● What the exercise asks
Copy every line of the items again, requests included, from the line containing "Where can the tire" through the final line of the items, adding -72 to each coordinate in the answers.

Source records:
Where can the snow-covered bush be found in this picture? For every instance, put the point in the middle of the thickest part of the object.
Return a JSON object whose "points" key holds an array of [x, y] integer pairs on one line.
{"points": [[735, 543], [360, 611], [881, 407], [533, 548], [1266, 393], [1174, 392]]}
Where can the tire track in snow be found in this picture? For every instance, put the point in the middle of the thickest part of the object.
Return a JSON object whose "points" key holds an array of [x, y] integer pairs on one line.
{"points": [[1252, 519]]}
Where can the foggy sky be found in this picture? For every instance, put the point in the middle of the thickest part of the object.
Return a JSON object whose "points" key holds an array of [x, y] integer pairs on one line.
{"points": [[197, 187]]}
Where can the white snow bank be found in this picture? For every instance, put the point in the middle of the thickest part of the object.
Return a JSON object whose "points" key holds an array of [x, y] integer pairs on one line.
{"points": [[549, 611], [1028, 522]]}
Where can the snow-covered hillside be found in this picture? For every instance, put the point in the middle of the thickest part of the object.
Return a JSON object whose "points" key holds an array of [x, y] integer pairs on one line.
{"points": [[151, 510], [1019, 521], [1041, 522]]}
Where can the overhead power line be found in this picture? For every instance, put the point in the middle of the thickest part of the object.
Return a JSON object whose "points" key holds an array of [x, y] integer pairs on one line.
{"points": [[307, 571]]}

● Expected answer
Where can the tire track in snow be found in this picture? For every instance, put the point in the middle of the thickest part of the object.
Return a JSON object whose "points" key holds an array of [x, y] integer pairs on one line.
{"points": [[1180, 447]]}
Where can the foggy sky be found in this picture? For every instance, put the point in the middle of the thickest part of the object.
Return a JSON object whose "points" key holds an array of [x, y] integer pairs on one line.
{"points": [[125, 115]]}
Where can the white snow bank be found in this picture? For every instance, put the point in the middle of the thickest part of the object.
Return a JSON object whose "points" key holds an array of [x, y] integer pairs on one line.
{"points": [[477, 539], [956, 450]]}
Where can the snow-covered hillside be found in this picture? For every instance, put the point in the middle of the thickest part of the object.
Return a JSON object whose "points" key holds an array of [x, y] integer pairs on one line.
{"points": [[79, 438], [947, 449], [969, 450]]}
Where can the overhead power line be found in this picture? For every instance, put the point in the middle of the thickest part of the object.
Return a JSON object whose "points" key holds an array of [x, y] integer pairs on one line.
{"points": [[235, 499]]}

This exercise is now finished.